## Set tasks
- 1) Reproduce the part of the data summary on income and life expectancy starting with "After this, we" and going on through "for better visualization.".
- 2) In the income and life expectancy data summary, how many observations and variables does the "fin_data" dataset contain?
- 3) Extend the data summary on income, life expectancy, and population with the next part, picking up after its final sentence.

Data Summary
income <- read.csv("https://ecoleman451.github.io/website/Data%20Visualization/Datasets/income_per_person.csv")
life <- read.csv("https://ecoleman451.github.io/website/Data%20Visualization/Datasets/life_expectancy_years.csv")
# Reshape data set such that there are only three columns (Geo, Year, & Income)
new_income <- pivot_longer(income, cols = -geo, names_to = "year", values_to = "income")
new_life <- pivot_longer(life, cols = -geo, names_to = "year", values_to = "life.expectancy")
## Create new data set
LifeExpIncom <- merge(new_life, new_income, by = c("geo", "year"))
## Read in More Data
country <- read.csv("https://ecoleman451.github.io/website/Data%20Visualization/Datasets/countries_total.csv")
pop <- read.csv("https://ecoleman451.github.io/website/Data%20Visualization/Datasets/population_total.csv")
new_pop <- pivot_longer(pop, cols = -geo, names_to = "year", values_to = "population")
## Merge LifeExpIncom with Country
merged <- merge(LifeExpIncom, country, by.x = "geo", by.y = "name", all.x = TRUE)
## Merge Population with Merged Data
fin_data <- merge(new_pop, merged, by = c("geo", "year"), all.x = TRUE)
## Get Data for Year 2000
final_data <- subset(fin_data, year =="X2000")
We first read in two datasets called “income” and “life,” which
represent income and life expectancy values over many years. “Income”
has 193 observations with 220 total variables, while “Life” has 187
observations and 220 total variables. Next, we reshape both datasets to
have only three columns: Geo, Year, and Income or Life Expectancy. We
then merge these reshaped sets into a dataset called “LifeExpIncome,”
which now contains Geo, Year, Income, and Life Expectancy (40953
observations and 4 variables). Next, we read in two more datasets:
“country” (240 observations and 11 variables) and “pop” (195
observations and 220 variables), representing country and population
data, respectively. We reshape “pop” to align with “LifeExpIncome” and
“Country,” which already have Year transformed into a single column.
After this, we merge “LifeExpIncome” with “Country” and then merge this
newly combined set with the reshaped “pop” set, creating a dataset
called “fin_data” (42705 observations and 15 variables). Finally, we
subset the data to focus only on data from the year 2000, resulting in
our “final_data” set (195 observations and 15 variables):
GGPlot
The scatter plot below shows the relationship between income, life
expectancy, and population size across different regions in the year
2000. Each point represents a country, with the size of the points
corresponding to the population size of that specific region. The
countries are color-coded for better visualization.

## Recorded data
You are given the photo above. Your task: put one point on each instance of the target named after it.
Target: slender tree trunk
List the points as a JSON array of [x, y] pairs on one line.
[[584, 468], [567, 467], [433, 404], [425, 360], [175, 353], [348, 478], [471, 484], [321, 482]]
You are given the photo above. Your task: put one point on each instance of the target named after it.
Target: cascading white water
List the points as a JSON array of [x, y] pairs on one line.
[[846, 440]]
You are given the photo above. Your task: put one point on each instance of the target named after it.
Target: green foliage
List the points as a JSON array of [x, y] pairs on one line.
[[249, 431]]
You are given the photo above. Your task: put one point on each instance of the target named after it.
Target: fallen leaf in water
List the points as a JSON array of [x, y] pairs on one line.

## Answer set
- 1)
After this, we merge “LifeExpIncome” with “Country” and then merge this
newly combined set with the reshaped “pop” set, creating a dataset
called “fin_data” (42705 observations and 15 variables). Finally, we
subset the data to focus only on data from the year 2000, resulting in
our “final_data” set (195 observations and 15 variables):
GGPlot
The scatter plot below shows the relationship between income, life
expectancy, and population size across different regions in the year
2000. Each point represents a country, with the size of the points
corresponding to the population size of that specific region. The
countries are color-coded for better visualization.

- 2) It contains 42705 observations and 15 variables.

- 3)
scatter_pop <- ggplot(final_data, aes(x = life.expectancy, y = income, color = region, size = population)) +
geom_point() +
labs(title = "Life Expectancy vs. Income per Region (2000)",
x = "Life Expectancy",
y = "Income",
size = "Population",
color = "Region")
scatter_pop
From the plot, we observe a slightly positive correlation between income
and life expectancy. It indicates that countries with higher incomes are
likely to have longer life expectancies. Additionally, countries in the
Americas and Asia tend to have larger populations, as indicated by the
larger point sizes. This also suggests that countries with higher
populations might have longer life expectancies. European countries
appear to have the longest life expectancies, with most of their points
on the far right side of the graph, although their populations are not
as large as those of other regions. Next, we subset the data to focus on
the year 2015, resulting in our “final_data” set (195 observations and
15 variables). Now, let’s examine the overall summary statistics for the
dataset “fin_data,” which includes data from all years, not just
2015.
## Get Data for Year 2015
final_data <- subset(fin_data, year =="X2015")
Plotly
The plot below shows the relationship between income, life
expectancy, and population size across different regions over several
years. Each point represents a country, with the size of the points
corresponding to the population size of that specific country. The
countries are color-coded by region for better visualization. To make
the plot more visually appealing, we’ve applied a transformation to the
population size using a logarithmic function. This transformation
compresses the range of population sizes, reducing the size of the
points and making the plot clearer and easier to interpret.
Additionally, the x-axis uses a logarithmic scale to better visualize
the wide range of income values. The plot is animated to show how these
relationships change over time, providing a dynamic view of global
trends in income, life expectancy, and population:
pal.IBM <- c("#332288", "#117733", "#0072B2","#D55E00", "#882255")
pal.IBM <- setNames(pal.IBM, c("Asia", "Europe", "Africa", "Americas", "Oceania"))
# Ensure no NA values in the region column
final_data <- final_data %>%
filter(!is.na(region)) # Remove rows with NA in the region column
# Filter data to remove NA values and convert year to numeric
final_data$year <- as.numeric(gsub("X", "", final_data$year))
final_data <- final_data %>%
filter(!is.na(life.expectancy) & !is.na(income) & !is.na(population))
fig <- final_data %>%
plot_ly(
x = ~income,
y = ~life.expectancy,
size = ~(2*log(population)-11)^2,
color = ~region,
colors = pal.IBM, # custom colors
frame = ~year, # the time variable to
text = ~paste("Country:", geo,
"<br>Region:", region,
"<br>Year:", year,
"<br>Life Expectancy:", life.expectancy,
"<br>Population:", population,
"<br>Income per Person:", income),
hoverinfo = "text",
type = 'scatter',
mode = 'markers'
)
fig <- fig %>% layout(
xaxis = list(
type = "log"
),
title = "Income vs. Life Expectancy Over Time",
xaxis = list(title = "Income per Person (Log Scale)"),
yaxis = list(title = "Life Expectancy")
)
fig
The x-axis represents the income levels for each country, with higher
incomes positioned further to the right. The y-axis represents life
expectancy, with higher life expectancies positioned higher on the axis.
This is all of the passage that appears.